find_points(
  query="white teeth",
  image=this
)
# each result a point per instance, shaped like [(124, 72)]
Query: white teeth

PROBLEM REQUIREMENTS >> Output each record precisely as given.

THE RESULT >>
find_points(
  query="white teeth",
  image=this
)
# each result a point per instance, shaped like [(124, 72)]
Query: white teeth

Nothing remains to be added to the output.